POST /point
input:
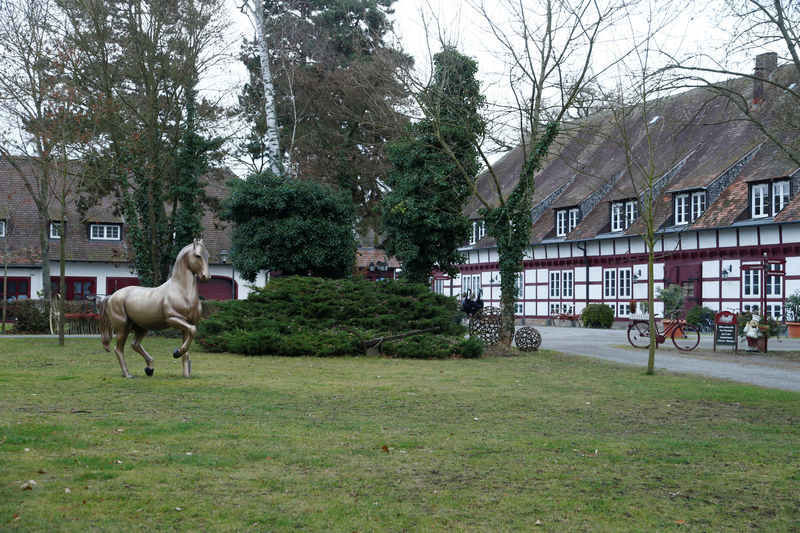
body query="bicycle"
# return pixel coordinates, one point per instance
——————————
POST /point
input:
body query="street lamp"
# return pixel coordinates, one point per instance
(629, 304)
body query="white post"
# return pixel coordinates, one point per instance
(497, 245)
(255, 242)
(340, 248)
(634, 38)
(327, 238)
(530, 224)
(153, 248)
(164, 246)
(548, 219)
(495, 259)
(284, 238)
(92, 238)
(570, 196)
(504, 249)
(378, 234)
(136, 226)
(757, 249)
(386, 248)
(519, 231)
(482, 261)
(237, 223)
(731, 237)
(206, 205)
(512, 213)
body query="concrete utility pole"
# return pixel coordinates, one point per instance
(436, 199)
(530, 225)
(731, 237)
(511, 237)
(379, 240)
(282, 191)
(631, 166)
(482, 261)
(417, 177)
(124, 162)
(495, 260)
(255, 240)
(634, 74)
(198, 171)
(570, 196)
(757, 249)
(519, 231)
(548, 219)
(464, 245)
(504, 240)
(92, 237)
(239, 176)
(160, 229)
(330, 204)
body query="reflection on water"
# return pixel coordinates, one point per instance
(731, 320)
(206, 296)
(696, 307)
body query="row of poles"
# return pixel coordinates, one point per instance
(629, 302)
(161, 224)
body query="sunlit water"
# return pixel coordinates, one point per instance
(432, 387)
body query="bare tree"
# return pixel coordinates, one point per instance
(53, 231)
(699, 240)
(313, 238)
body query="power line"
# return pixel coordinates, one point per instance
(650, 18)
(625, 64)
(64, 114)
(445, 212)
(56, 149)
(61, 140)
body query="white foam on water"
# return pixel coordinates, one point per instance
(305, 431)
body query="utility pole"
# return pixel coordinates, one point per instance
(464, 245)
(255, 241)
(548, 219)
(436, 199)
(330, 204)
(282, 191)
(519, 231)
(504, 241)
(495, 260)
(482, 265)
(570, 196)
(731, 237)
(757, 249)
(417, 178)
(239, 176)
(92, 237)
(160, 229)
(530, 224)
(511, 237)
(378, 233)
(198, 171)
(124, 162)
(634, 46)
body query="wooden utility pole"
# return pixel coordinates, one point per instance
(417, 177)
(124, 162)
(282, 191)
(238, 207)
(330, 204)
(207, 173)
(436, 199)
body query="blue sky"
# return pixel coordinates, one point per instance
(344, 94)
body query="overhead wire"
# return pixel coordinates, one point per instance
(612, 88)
——————————
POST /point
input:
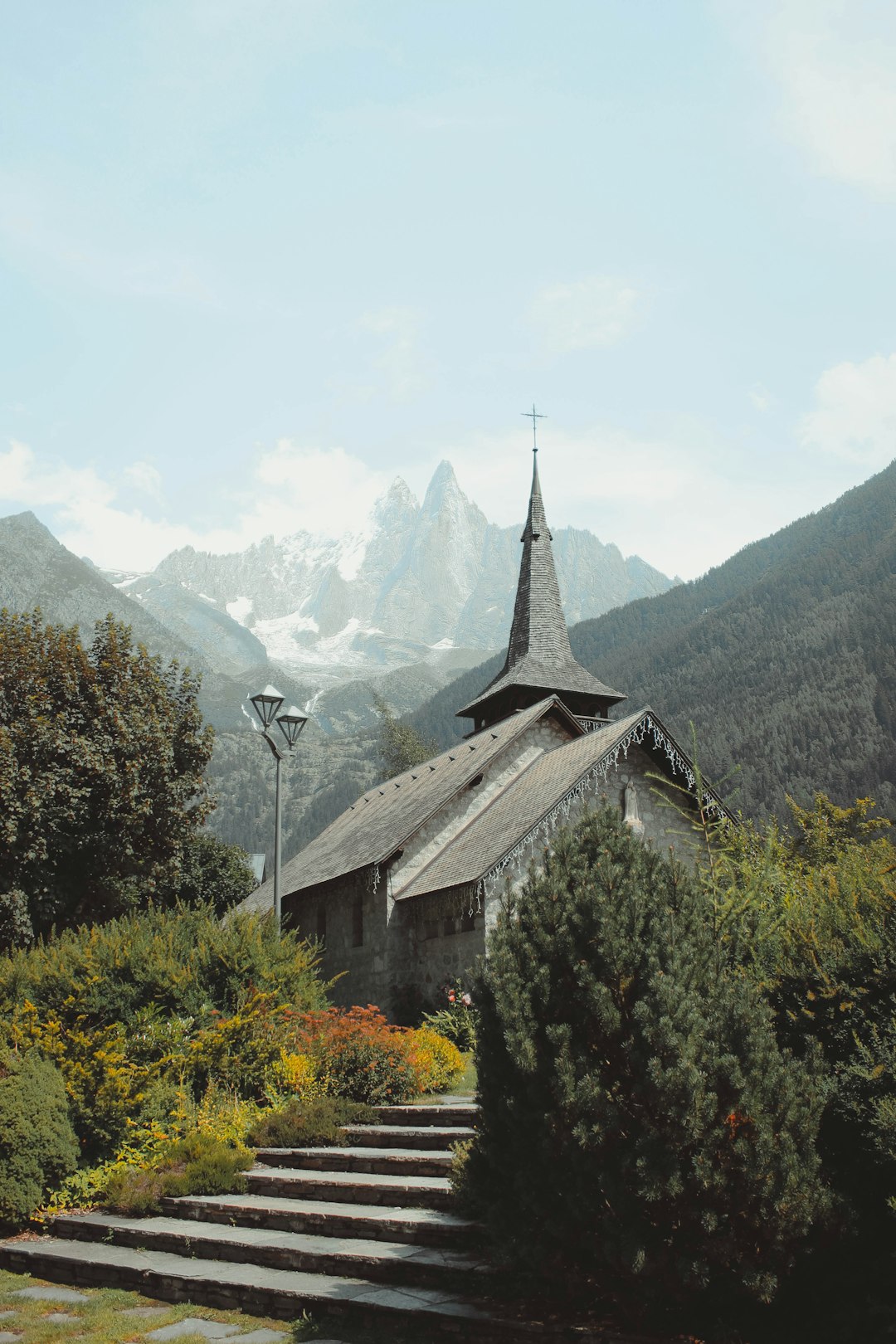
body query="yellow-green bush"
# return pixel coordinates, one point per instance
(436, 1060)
——————————
▶ [Problem statement]: Which lines in the listing above contain the string "water", with uppercase and lowercase letters counting as different? Pull out each of those lines.

▶ [Solution]:
body query="reflection on water"
body query="sunlit water"
body query="white foam on water"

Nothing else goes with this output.